- **TEXT PASSAGE**:
- - -

The Araport11 reference annotation from the Arabidopsis Information Portal [6] contains the coordinates of pre-miRNA hairpins, but does not contain information regarding the pri-miRNA transcripts. In order to predict genome wide pri-miRNA transcript coordinates, Cufflinks [7] was used to assemble and merge putative pri-miRNA transcripts from the se-1 and wt Col RNA-Seq read alignments. Cufflinks was first run for each library (--overlap-radius 1 --library-type fr-unstranded). The predictions were then merged (cuffmerge -s) using the TAIR10 genome assembly as reference. Out of the 325 miRNAs in the Araport11 annotation, 77 overlapped with a predicted Cufflinks gene model. All these predictions were manually verified, with only 4 of them requiring individual adjustments to better reflect the disposition of the reads from the RNA-Seq libraries, and to resolve overlapping conflicts. The main limitation of this approach is that pri-miRNAs can only be assembled if they are expressed in the sampled conditions (in this case, for early globular embryos).

Overlaps with, or even proximity to protein-coding genes can make it difficult to establish the appropriate gene model of a pri-miRNA. Due to this, the pri-miRNA predictions were divided into four groups: intergenic (G1), between 1–400 bp away from a protein-coding gene (G2), overlapping with a protein-coding gene (G3, divided into G3A if the overlap includes the pre-miRNA or G3B otherwise) and overlapping with a non-coding gene (G4); see Table 3. The 77 Cufflinks predictions were distributed amongst the pri-miRNA groups as follows: 28 in G1, 7 in G2, 0 in G3A, 37 in G3B and 5 in G4. There were 56 pre-miRNAs that overlapped with 54 protein-coding genes (G3A group). These pre-miRNAs were assigned to a pri-miRNA gene model identical to the overlapping protein-coding gene. In all other cases where no Cufflinks prediction was available, the pri-miRNA was kept the same as the pre-miRNA annotation from Araport11.

Table 3.

Groups of miRNAs according to their position relative to other annotation in the Arabidopsis genome.

Group	Description	Number of pre-miRNAs in Araport11	Predicted pri-miRNA gene models	Gene models from Araport11	Gene models with two pre-miRNAs	Pri-miRNAs gene models in final annotation
G1	Intergenic region	222	28	166	2	194
G2	Closest protein-coding gene is 1–400 bp away	39	7	19	0	26
G3A	Overlap of pre-miRNA with protein-coding gene	56	0	54^a	3	54
G3B	Overlap of pri-miRNA with protein-coding gene	0	37	0	1	37
G4	Overlaps with non-coding gene	8	5	2	1	7
Total		325	77	241	7	318

Open in a new tab

The overlapping protein gene model was used instead of the pre-miRNA coordinates.

A final annotation file with the newly predicted pri-miRNA gene models, in addition to all the gene models from Araport11, considering a total of 318 pri-miRNA genes and 27,562 protein-coding genes, was employed for the quantification of all the RNA-Seq libraries and is available as Supplementary file 1. Quantification of reads using this annotation file was performed in R with the function featureCounts from the Rsubread package [8]. Multi-mapping reads were counted (countMultiMappingReads=TRUE) and only primary alignments were allowed (primaryOnly=TRUE). Additionally, reads were assigned to the feature with the largest number of overlapping bases (largestOverlap=TRUE) and a minimum mapping quality score of 10 was required (minMQS=10) for a read to be counted.

- - -

- **ENTRIES SUPPLIED**:
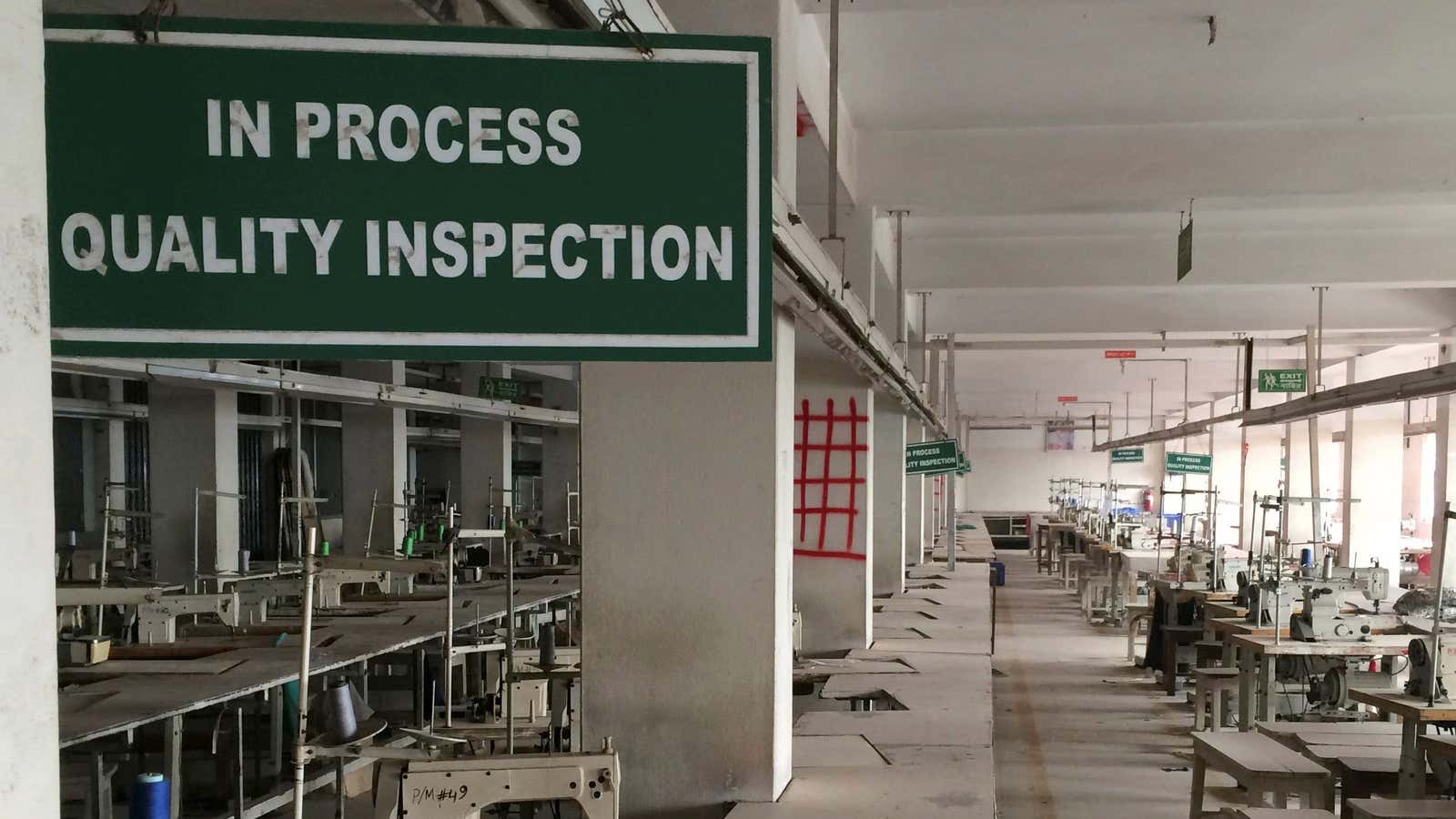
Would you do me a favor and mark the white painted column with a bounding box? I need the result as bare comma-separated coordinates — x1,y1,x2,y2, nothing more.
0,0,61,819
147,382,238,573
1345,356,1405,577
871,397,905,594
541,371,581,535
1432,342,1456,589
581,307,795,819
900,419,926,565
460,363,514,529
794,337,875,654
342,361,410,555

- - -

- **TRY IT**: Can you continue the methods passage on annotating pri-miRNA gene models in Arabidopsis from where it stops? None of the entries are needed here.

- **ANSWER TO THIS PROBLEM**:
Finally, the edgeR [9] package was used to perform the differential expression analysis of both the se and dcl1 experiments, using the raw counts with no prior filtering. A tagwise dispersion was calculated for se, but since no replicates are available for the dcl1 experiment, the Biological Coefficient of Variation was fixed to 0.4, as recommended by the edgeR manual. To test for differential expression, quasi-likelihood F-tests and likelihood ratio tests were performed for the se and dcl1 experiments, respectively. In total, 6951 genes were upregulated in the se-1 mutant and 7138 were downregulated with an FDR < 0.05, and 125 genes were upregulated in dcl1-5 and 138 downregulated with an FDR < 0.05 (Table S3 from reference [2]).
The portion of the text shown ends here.